**Task requirements:**
**a)** In the surgical camera patent text, where are the two lenses of the fiber-optic lens assembly placed?
**b)** Carry on the surgical camera patent text from its last sentence.

START Quoted passage

HIGH DEFINITION STABILIZED CAMERA SYSTEM FOR OPERATING ROOMS

Abstract

An image capturing and illumination system comprises a headband, a camera head mounted on the headband and having a camera lens defining a focal point, and a fiber-optic lens assembly for transmitting light therefrom. The fiber-optic lens assembly includes a pair of laterally spaced-apart lenses flanked on opposite sides of the camera lens for directing beams of light toward the focal point.

Description

BACKGROUND

The present invention relates to a surgical headlight that provides illumination to a surgeon's area of work, and specifically to a surgical headlight and camera that allows for recording images and/or video of the surgical area during an operation as seen from the surgeon's perspective and line of sight.

When still or moving images (digital or otherwise) of a surgery need to be captured, recorded, or streamed in a typical hospital environment, video camera recording is generally accomplished with a coaxial camera system in which a camera lens is substantially aligned with a light beam along a centerline of the light beam. Such systems typically produce relatively unsteady and shaky video recordings of a low quality and at a low resolution which can make it difficult to properly visualize important aspects of the captured video during playback and review, and the light and camera angle are typically poorly aligned.

END Quoted passage
START Dataset entries

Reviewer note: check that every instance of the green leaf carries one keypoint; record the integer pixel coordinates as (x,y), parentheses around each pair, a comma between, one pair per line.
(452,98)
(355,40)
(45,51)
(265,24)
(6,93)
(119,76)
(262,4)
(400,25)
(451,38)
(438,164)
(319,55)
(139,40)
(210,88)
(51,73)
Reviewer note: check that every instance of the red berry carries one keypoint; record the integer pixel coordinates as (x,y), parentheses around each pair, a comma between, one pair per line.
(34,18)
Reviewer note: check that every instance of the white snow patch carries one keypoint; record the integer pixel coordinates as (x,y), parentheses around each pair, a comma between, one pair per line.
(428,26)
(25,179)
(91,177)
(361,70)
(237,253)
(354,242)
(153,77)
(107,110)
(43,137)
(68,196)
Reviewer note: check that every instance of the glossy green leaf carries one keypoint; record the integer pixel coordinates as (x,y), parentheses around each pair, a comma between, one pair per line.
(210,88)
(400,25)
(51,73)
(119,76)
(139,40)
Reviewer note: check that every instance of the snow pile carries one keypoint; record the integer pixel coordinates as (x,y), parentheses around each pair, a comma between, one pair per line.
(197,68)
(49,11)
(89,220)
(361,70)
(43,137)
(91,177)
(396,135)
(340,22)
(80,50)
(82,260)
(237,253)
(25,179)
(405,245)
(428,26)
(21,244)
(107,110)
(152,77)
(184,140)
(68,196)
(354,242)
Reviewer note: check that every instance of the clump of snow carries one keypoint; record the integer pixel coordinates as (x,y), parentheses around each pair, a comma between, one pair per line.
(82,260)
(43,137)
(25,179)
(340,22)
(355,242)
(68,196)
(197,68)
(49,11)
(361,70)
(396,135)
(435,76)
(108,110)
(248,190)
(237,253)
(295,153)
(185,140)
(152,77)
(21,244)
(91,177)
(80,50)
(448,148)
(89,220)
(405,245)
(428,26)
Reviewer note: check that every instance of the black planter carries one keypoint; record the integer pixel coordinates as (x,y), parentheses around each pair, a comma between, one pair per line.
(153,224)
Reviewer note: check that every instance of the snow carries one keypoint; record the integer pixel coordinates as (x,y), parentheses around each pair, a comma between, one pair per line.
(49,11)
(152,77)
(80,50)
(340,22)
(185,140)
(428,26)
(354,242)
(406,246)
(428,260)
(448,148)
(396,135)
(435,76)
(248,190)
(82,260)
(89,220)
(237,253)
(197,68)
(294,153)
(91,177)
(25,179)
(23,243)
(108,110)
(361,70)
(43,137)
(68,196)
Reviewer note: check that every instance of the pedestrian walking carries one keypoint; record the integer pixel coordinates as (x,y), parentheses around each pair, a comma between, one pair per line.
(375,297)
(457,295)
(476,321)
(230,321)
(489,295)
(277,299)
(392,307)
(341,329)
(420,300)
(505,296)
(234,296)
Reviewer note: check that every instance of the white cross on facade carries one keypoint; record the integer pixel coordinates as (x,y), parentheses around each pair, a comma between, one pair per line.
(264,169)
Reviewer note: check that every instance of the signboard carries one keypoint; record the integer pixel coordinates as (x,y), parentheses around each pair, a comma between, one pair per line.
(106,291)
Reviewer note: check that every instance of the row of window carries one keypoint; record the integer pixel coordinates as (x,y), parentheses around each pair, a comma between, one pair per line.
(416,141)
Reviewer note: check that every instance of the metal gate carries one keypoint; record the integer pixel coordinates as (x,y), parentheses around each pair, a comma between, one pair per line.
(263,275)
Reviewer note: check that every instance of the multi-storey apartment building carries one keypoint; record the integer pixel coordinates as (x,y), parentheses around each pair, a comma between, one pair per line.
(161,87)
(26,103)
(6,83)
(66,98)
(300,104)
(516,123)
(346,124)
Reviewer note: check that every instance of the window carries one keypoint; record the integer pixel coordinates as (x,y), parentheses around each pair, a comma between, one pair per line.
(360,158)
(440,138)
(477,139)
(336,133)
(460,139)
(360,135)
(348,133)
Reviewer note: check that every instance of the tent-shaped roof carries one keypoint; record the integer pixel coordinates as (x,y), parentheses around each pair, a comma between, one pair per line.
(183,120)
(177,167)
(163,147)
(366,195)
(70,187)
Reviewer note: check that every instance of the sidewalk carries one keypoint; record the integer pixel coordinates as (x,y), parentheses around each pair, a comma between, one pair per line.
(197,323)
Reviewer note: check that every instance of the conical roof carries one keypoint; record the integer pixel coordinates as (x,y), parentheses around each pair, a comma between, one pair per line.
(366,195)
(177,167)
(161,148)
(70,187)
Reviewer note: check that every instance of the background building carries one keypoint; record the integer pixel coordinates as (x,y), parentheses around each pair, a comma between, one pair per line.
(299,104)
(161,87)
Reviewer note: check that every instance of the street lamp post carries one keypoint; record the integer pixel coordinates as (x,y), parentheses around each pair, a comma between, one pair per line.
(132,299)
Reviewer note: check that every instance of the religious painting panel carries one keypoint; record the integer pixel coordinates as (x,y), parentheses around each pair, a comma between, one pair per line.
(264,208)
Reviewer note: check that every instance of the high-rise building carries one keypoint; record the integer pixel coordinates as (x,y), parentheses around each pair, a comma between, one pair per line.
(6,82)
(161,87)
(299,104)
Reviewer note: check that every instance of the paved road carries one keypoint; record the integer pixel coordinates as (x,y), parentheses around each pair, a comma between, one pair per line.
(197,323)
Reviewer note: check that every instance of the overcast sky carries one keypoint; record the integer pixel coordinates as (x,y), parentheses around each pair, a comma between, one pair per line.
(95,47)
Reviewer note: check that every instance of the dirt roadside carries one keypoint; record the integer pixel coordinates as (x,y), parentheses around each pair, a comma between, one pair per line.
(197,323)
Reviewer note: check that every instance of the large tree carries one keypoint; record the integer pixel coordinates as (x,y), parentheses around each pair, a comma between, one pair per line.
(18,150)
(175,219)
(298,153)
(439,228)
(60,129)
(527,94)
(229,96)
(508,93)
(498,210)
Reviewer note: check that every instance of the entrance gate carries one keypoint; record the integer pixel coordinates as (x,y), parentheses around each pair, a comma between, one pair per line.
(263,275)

END Dataset entries

**Task responses:**
**a)** They are laterally spaced apart and flank the camera lens on opposite sides.

**b)**
Additionally, the camera of the system is typically mounted in front of the headlight lens which necessarily obstructs light being projected from the headlight and reduces illumination of the surgical site. The light is typically delivered by a single elongate fiber optic cable which connects to a headlight at the front of the headband and can cause the headband to pull in whatever direction the cable is routed to the headband from an illuminator. Further, these systems typically require a monitor for the system to be functional, as the system itself does not typically have a screen that can be used in real-time to control the recording system during image capture.

SUMMARY

According to the present development, an image capturing and illumination system comprises a headband, a camera head mounted on the headband and having a camera lens defining a focal point, and a fiber-optic lens assembly for transmitting light therefrom. The fiber-optic lens assembly includes a pair of laterally spaced-apart lenses flanked on opposite sides of the camera lens for directing beams of light from opposite sides of the camera lens toward the focal point of the camera lens.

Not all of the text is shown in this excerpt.